Problem to solve → Each line from the one that has "detecting the reflection" through the end of the entries below must be written out exactly; leave out all other lines.

Provided records →
........

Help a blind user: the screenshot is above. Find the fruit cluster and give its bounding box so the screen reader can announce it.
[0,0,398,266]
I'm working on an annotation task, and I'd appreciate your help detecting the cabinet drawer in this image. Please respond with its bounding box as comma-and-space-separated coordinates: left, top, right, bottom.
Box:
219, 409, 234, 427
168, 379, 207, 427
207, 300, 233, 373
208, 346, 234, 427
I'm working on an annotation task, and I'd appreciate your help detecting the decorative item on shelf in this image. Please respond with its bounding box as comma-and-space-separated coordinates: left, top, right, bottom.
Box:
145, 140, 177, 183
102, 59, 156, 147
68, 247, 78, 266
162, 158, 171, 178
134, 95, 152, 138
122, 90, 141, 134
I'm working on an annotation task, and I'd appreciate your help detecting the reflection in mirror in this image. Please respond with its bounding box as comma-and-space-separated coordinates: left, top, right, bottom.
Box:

........

Answer to the problem →
I'm working on an annotation task, and I'd appreciate your help detecting the reflection in mirror in this image. Please respond with its bounding box as comma-and-space-separated coordinates: left, top, right, bottom.
Box:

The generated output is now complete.